Selected extract:
------------------------------------------------

Hope for the sake of the owners and artists of the site it works for them, but
certainly does not work for me anymore.

I understand your frustration.

------
mschaecher
I was never really a frequent user. I have some friends that didn't know of
the site pre-redesign, but have since discovered it and love it.

------
arantius
I used to go semi-frequently. I have specific musical tastes. Now, I can't
help but get it to shuffle to something like 9/10 songs that I would never
want to hear.

Limiting to a genre, in the old version, it used to be 1 or 2/10 that I didn't
care for. I've tried a few times, but effectively have stopped using it. I
can't find the same feature. The "moods" thing is not nearly as effective. It
feels like it's become a radio station, and I don't listen to it for the same
reason: I have no control over what it plays, and it seems to play "pop"
(don't read that literally, just "things lots of people listen to") music all
the time, and never what I want to hear.

------------------------------------------------

Information provided:
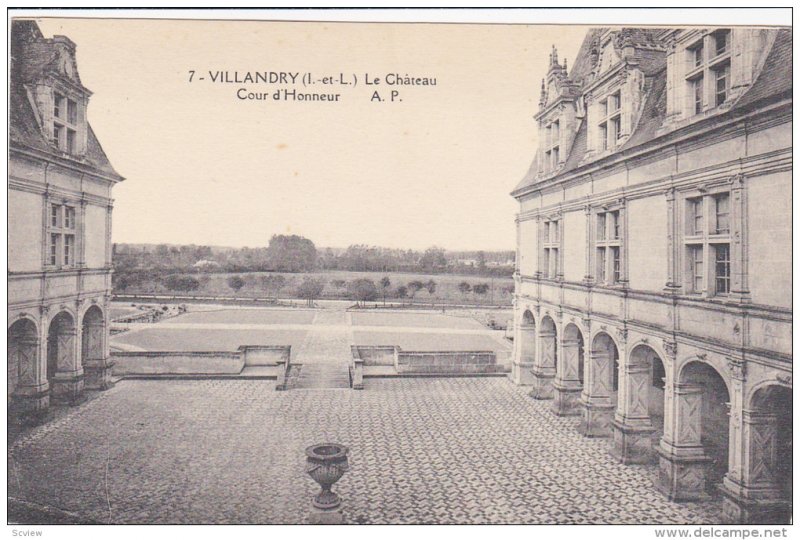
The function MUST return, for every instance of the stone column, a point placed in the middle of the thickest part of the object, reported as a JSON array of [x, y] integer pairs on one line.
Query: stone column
[[567, 387], [682, 460], [31, 399], [751, 490], [67, 384], [632, 428], [596, 406], [740, 288], [544, 368], [524, 357], [95, 359]]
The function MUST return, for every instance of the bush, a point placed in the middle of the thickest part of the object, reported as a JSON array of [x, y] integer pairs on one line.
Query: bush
[[180, 282], [363, 290], [310, 289], [235, 283]]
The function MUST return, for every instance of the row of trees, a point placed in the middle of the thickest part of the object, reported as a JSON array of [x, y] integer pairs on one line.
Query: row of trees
[[292, 253], [309, 288]]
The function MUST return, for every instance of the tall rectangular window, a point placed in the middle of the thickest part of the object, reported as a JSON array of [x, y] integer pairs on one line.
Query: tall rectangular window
[[697, 85], [57, 135], [721, 41], [707, 73], [71, 141], [721, 84], [695, 215], [72, 112], [697, 55], [61, 224], [615, 264], [69, 246], [53, 251], [722, 268], [58, 106], [722, 204], [55, 215], [601, 226], [601, 265], [69, 217], [554, 257], [616, 132], [546, 262], [614, 102], [696, 268]]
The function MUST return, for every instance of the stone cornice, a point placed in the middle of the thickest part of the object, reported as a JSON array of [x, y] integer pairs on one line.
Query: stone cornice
[[39, 155], [707, 126], [775, 161]]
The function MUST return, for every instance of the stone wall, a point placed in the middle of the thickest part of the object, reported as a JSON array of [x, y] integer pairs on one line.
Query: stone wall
[[265, 355], [177, 363], [203, 362], [448, 362], [376, 355]]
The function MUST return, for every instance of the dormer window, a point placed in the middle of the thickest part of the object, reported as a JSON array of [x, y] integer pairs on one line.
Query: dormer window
[[721, 41], [610, 127], [708, 71], [65, 123], [551, 146], [697, 54], [721, 82]]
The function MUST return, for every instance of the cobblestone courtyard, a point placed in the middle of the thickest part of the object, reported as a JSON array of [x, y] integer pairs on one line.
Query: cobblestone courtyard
[[422, 451]]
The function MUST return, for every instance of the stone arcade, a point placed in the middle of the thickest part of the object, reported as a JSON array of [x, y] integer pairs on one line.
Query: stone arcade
[[654, 261], [59, 231]]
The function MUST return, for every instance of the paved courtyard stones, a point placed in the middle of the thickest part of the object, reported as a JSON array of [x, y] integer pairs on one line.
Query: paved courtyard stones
[[459, 450]]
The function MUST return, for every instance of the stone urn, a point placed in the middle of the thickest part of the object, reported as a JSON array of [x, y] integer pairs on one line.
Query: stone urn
[[326, 463]]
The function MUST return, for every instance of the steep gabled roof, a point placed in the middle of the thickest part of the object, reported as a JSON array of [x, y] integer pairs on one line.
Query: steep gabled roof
[[773, 81], [33, 57], [775, 77]]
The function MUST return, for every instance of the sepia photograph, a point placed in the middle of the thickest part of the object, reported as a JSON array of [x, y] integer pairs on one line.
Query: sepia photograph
[[401, 267]]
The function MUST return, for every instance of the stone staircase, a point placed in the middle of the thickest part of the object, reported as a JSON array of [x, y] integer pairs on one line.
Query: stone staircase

------------------------------------------------

Instructions:
A: Please say whether each statement agrees with the thread. Answer yes or no and quote the deciding words. (i) In the old version, limiting to a genre gave 1 or 2 out of 10 songs that arantius didn't care for. (ii) mschaecher was a frequent user of the site. (iii) arantius finds the "moods" thing about as effective as the old feature.
B: In the rows, swap "thickest" for "widest" from the line with "The function MUST return, for every instance of the bush, a" to the line with "[[39, 155], [707, 126], [775, 161]]". Give only those lines, with nothing else changed.

Solutions for each task:
A:
(i) Yes: "Limiting to a genre, in the old version, it used to be 1 or 2/10 that I didn't care for."
(ii) No: "I was never really a frequent user."
(iii) No: "The "moods" thing is not nearly as effective."

B:
The function MUST return, for every instance of the bush, a point placed in the middle of the widest part of the object, reported as a JSON array of [x, y] integer pairs on one line.
Query: bush
[[180, 282], [363, 290], [310, 289], [235, 283]]
The function MUST return, for every instance of the row of trees, a point placed in the middle of the widest part of the object, reported as a JSON array of [x, y] integer pairs on one line.
Query: row of trees
[[292, 253], [309, 288]]
The function MUST return, for every instance of the tall rectangular window, a point placed in the middle of the widest part of the object, reported as a JSON array of [x, y] integer pairs on one line.
Query: tall rectangular window
[[697, 85], [57, 135], [721, 41], [707, 73], [71, 141], [721, 84], [695, 215], [72, 112], [697, 55], [61, 224], [615, 264], [69, 246], [53, 251], [722, 268], [58, 106], [722, 204], [55, 215], [601, 226], [601, 265], [69, 217], [554, 257], [616, 132], [546, 262], [614, 102], [696, 268]]
The function MUST return, for every instance of the stone cornice, a point placed in the middle of the widest part of the object, reported as a JSON array of [x, y] integer pairs on one line.
Query: stone cornice
[[39, 155], [707, 126], [775, 161]]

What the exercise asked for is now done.